— start Passage —
FCBA Menu: Chairman On a Roll With Roasted Lobbyist
“Before I begin my remarks, three ground rules: First, everyone must sign an ethics pledge that you will not profit from the retelling of my jokes for two years [a reference to the two-year ban on lobbying one’s former agency]; Second all jokes about Comcast/NBC deal are subject to must carry; third, any Verizon employee leaving early a pays $350 dollar fee (a riff on early termination fees).”
The speaker was FCC Chairman Julius Genachowski and the venue the Federal Communications Bar Association’s Chairman’s dinner, where the guest of honor is expected–make that required–to poke fun at other commissioners, lobbyists, and usually themselves. The chairman did not disappoint.
Like a client being billed by the hour or a stand-up comic wanting to leave his audience wanting more, Genachowski kept his time with a ballroomful of communications lawyers short and to the point as he deftly skewered targets left and right.
“Just this afternoon,” he said, “AT&T put out a statement accusing Google of ghost writing my jokes, he said, then followed that jab at his telco critics with some sport at the expense of the conservative talkers who have yet to take the chairman’s no for an answer.
“Talk radio hosts have been concerned that I am going to revive the Fairness Doctrine, which is ridiculous,” he said. “I am 100% opposed to the fairness doctrine. I asked for airtime to rebut their claims, but they refused my request…which seems completely unfair to me and ought to illegal.”
Any bets on whether that quote will be taken seriously and converted into another rallying point by the blogosphere?
— end Passage —
— start Data —
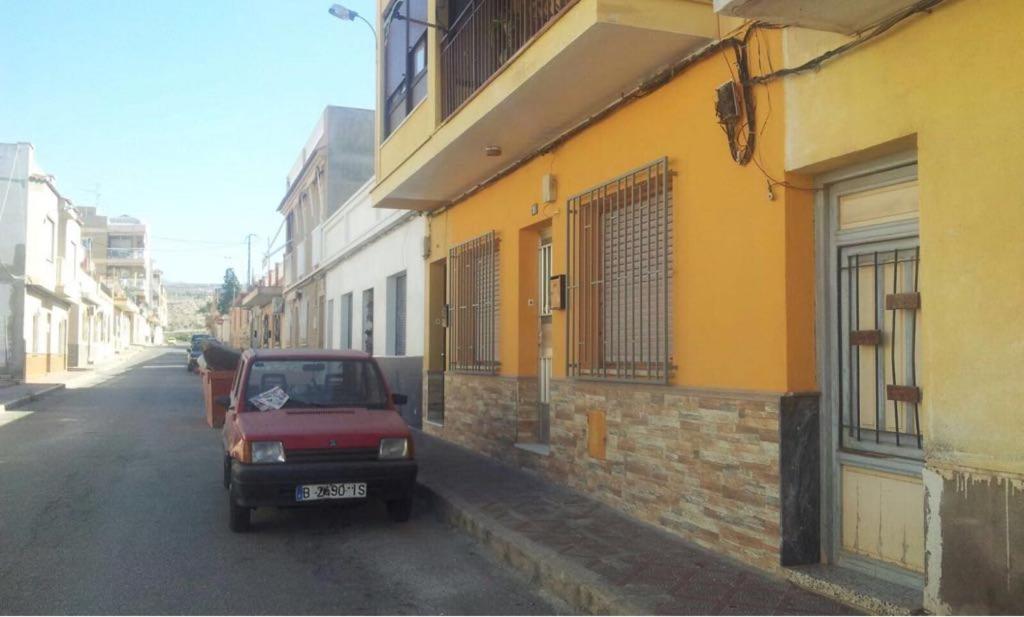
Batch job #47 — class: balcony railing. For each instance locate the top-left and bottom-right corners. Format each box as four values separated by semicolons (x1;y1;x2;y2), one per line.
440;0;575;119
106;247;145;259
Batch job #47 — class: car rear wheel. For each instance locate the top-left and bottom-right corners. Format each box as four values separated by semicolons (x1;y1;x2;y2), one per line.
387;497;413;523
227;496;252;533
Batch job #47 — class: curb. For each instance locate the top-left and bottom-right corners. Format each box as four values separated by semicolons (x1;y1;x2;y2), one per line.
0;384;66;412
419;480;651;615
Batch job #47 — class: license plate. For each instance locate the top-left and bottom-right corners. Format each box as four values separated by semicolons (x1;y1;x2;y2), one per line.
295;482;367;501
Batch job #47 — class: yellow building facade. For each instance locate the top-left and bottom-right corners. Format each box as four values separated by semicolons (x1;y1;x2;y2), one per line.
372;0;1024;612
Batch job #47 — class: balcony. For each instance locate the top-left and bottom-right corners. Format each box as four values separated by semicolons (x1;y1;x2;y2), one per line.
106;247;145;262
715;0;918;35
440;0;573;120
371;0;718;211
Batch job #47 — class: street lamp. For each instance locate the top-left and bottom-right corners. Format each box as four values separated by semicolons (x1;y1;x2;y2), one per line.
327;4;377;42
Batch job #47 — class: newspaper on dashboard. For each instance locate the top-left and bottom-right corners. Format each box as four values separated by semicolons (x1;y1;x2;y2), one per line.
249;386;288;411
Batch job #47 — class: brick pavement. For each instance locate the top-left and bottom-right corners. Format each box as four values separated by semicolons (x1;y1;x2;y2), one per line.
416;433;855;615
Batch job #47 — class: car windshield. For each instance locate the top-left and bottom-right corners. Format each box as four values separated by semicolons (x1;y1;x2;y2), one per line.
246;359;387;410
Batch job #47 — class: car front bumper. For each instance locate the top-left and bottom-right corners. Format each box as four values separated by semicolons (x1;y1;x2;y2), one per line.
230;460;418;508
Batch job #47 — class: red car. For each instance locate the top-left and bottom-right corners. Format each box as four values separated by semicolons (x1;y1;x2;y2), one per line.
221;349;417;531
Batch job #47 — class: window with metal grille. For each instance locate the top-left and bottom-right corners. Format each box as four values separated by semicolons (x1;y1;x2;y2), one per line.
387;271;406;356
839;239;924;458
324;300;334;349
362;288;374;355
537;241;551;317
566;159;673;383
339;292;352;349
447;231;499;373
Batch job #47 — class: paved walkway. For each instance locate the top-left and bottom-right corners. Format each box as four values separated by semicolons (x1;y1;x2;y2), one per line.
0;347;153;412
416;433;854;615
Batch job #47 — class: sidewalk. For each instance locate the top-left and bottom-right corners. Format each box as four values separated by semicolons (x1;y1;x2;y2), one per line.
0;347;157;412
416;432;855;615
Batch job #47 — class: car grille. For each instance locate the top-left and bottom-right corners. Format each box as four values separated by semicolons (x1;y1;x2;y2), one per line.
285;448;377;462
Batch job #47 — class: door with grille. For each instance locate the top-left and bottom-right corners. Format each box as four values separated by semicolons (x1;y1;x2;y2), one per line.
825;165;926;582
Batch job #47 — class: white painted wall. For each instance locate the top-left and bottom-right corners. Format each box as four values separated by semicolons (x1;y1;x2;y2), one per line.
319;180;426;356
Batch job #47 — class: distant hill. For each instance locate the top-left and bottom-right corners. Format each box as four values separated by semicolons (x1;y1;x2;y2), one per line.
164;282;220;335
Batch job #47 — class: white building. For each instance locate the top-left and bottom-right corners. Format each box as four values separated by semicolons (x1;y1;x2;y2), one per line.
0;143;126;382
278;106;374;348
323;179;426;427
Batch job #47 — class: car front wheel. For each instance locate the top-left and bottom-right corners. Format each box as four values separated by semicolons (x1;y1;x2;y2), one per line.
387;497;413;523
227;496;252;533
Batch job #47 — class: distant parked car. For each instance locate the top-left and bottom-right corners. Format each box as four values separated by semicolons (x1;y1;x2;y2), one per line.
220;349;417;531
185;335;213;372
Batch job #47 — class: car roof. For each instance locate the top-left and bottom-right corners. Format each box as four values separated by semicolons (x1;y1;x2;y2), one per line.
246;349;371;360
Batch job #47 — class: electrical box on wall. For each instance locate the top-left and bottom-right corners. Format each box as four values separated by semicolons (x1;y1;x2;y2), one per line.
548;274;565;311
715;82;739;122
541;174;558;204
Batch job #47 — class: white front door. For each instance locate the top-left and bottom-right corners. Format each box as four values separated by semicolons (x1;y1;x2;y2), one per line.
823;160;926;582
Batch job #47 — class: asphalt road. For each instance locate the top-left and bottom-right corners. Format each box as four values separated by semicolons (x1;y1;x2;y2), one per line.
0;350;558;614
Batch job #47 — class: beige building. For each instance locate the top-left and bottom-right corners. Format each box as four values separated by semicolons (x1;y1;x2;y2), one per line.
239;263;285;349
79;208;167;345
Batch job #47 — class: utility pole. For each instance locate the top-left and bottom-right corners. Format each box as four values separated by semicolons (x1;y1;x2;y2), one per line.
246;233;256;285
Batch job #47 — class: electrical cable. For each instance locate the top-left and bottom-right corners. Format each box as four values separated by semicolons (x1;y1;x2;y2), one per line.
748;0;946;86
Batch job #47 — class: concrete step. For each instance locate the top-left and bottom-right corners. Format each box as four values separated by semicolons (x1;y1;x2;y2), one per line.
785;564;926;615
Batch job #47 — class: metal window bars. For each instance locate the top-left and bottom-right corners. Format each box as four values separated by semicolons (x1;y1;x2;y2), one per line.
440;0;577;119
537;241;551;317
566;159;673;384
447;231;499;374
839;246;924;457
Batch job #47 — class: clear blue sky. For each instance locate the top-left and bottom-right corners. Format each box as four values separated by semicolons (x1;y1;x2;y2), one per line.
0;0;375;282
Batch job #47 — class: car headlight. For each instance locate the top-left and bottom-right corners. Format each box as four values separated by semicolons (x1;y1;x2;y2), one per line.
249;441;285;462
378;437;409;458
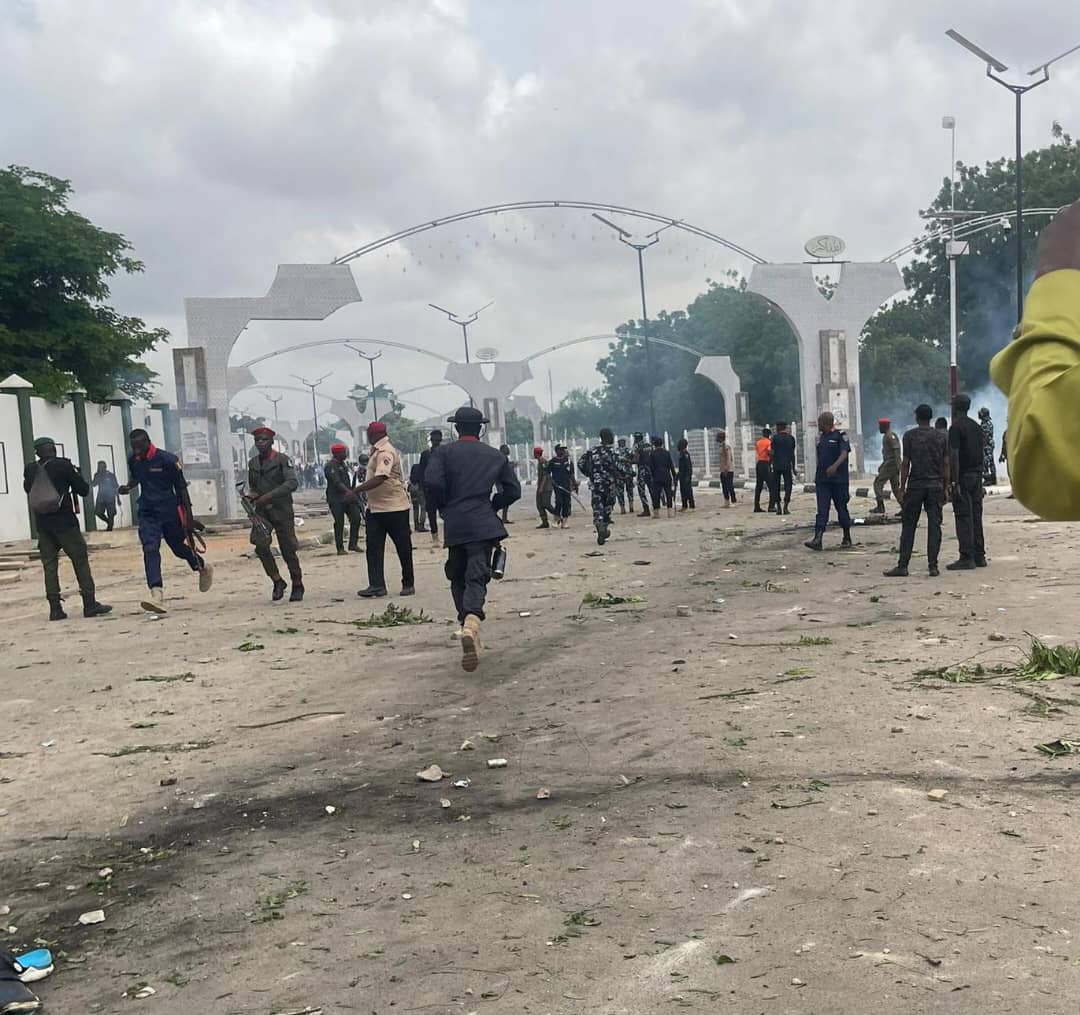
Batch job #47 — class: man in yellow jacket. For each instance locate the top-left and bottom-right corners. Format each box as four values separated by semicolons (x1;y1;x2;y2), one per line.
— end Data —
— start Data —
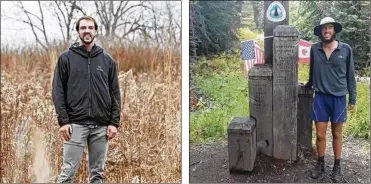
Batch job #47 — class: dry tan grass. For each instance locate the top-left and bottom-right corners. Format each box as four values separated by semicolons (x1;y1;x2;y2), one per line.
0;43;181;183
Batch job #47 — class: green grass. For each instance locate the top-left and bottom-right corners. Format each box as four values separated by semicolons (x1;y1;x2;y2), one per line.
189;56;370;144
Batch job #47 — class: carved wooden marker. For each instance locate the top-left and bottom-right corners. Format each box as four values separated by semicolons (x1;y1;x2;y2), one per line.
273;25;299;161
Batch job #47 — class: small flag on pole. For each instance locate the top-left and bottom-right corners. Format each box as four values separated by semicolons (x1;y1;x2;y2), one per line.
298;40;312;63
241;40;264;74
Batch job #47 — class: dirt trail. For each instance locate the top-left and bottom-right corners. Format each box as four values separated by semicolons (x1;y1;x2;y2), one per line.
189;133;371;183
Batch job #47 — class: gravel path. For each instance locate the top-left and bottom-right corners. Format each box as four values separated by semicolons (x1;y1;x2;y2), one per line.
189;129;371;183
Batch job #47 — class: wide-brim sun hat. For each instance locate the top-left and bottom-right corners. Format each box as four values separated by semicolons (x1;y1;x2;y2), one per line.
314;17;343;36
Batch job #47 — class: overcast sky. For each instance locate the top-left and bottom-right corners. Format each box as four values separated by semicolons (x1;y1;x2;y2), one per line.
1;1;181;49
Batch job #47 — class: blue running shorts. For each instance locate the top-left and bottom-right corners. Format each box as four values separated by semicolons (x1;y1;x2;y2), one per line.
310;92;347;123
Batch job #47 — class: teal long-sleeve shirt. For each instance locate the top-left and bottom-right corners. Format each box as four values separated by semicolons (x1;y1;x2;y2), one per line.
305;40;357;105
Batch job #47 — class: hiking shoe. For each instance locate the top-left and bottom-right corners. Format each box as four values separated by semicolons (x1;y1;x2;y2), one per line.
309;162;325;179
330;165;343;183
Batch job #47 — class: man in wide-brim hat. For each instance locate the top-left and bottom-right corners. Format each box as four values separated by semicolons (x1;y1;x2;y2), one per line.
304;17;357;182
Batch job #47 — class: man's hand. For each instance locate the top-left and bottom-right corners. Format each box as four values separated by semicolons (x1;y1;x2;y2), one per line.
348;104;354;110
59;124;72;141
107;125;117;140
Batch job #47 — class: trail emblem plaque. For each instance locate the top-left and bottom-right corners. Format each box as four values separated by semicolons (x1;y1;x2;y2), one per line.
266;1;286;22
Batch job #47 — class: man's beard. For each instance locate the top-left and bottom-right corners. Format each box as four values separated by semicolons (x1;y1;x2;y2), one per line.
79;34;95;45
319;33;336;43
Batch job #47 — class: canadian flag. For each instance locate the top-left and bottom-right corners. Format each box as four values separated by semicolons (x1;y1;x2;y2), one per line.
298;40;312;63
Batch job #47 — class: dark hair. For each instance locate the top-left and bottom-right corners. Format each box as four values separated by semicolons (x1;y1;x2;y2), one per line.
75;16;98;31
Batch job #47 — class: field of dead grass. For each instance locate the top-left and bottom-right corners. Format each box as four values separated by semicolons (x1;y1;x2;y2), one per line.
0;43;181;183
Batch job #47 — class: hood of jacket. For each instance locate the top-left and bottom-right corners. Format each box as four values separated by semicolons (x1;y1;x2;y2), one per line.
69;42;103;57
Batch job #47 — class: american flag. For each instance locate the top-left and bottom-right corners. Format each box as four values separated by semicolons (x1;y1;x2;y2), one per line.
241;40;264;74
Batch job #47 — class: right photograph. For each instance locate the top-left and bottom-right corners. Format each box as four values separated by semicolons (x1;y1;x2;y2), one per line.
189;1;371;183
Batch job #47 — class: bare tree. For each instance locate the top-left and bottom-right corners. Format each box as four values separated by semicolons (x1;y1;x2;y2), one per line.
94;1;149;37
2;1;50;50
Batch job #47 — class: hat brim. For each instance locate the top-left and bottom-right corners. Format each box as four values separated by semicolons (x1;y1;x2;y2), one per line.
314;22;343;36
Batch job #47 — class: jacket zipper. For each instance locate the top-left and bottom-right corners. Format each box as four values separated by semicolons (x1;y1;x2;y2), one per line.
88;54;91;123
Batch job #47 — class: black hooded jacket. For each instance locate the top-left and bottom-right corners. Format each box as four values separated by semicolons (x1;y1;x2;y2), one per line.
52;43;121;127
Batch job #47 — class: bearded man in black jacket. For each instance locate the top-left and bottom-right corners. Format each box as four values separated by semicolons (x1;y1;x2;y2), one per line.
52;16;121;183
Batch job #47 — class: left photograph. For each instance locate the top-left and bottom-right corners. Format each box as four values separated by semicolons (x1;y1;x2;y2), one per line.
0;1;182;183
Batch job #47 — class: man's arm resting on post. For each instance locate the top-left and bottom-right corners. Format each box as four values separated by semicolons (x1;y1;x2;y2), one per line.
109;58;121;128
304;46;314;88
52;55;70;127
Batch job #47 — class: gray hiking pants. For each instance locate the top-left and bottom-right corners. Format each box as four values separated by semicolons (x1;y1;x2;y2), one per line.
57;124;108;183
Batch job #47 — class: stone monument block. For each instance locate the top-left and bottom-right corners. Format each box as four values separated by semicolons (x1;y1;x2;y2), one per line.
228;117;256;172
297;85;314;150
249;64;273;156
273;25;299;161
— end Data —
*Challenge 1*
Answer the following from the article about the FCC chairman's dinner remarks above, marking your answers (a), (b), and (c):
(a) At what event did Genachowski speak?
(b) What did he say AT&T accused Google of doing?
(c) What did he say he asked talk radio hosts for?
*Challenge 2*
Proceed with the article about the FCC chairman's dinner remarks, picking up after its final sentence.

*Answer 1*
(a) The Federal Communications Bar Association's Chairman's dinner.
(b) Ghost writing his jokes.
(c) Airtime to rebut their claims.

*Answer 2*
Most of his riff was devoted to a device borrowed from Stephen Colbert’s ‘Word of the Day.’
Genachowski said the FCC’s Twitter feed is the third most popular government feed (he said that was actually not a joke), with 200,000 followers.
Saying he wanted to break with tradition and talk seriously about key issues and challenges, the chairman also said he wanted to try and collect some real time tweets reacting to those issues.
What followed were a string of mock responses from familiar names–company lobbyists, association heads, FCC staffers, journalists–that were filled with clever inside jokes.
“One important issue,” he began, but the rest was drowned out by a roomful of hysterical lawyers as the first of a string of ‘tweets” began to appear on the video screens around the room: “Brian Roberts: UR Hilarious. Best Chairman’s dinner ever,” followed almost immediately by “Zucker: Totally Agree.”
“An open Internet creates jobs and spurs economic growth,” Genachowski continued, as this tweet, ostensibly from an AT&T lobbyist, appeared: “Jim Cicconi: You Lie!”
“As everybody knows, we’ve been working around the clock to develop a national broadband plan,” the chairman deadpanned. Raucous laughter again as the following appeared “[Free Press’s] Ben Scott: Has anyone else noticed the wait staff has prioritized service to Comcast?” followed by “Brian Roberts: C’mon, that’s just reasonable dinner management.”
The crowd was essentially one, roiling sea of laughing lawyers.
“In fact, since this dinner began, our broadband team has scheduled two workshops and issued a public notice,” he said, as the following tweet appeared: FCC: ‘How To Extend Robust Dinner Service To The Furthest Tables.” Comments in 3 minutes.”
“We have to improve broadband deployment and adoption for three key reasons,” he said.
Mock tweet: “Preston Padden: Piracy, Piracy, Piracy.”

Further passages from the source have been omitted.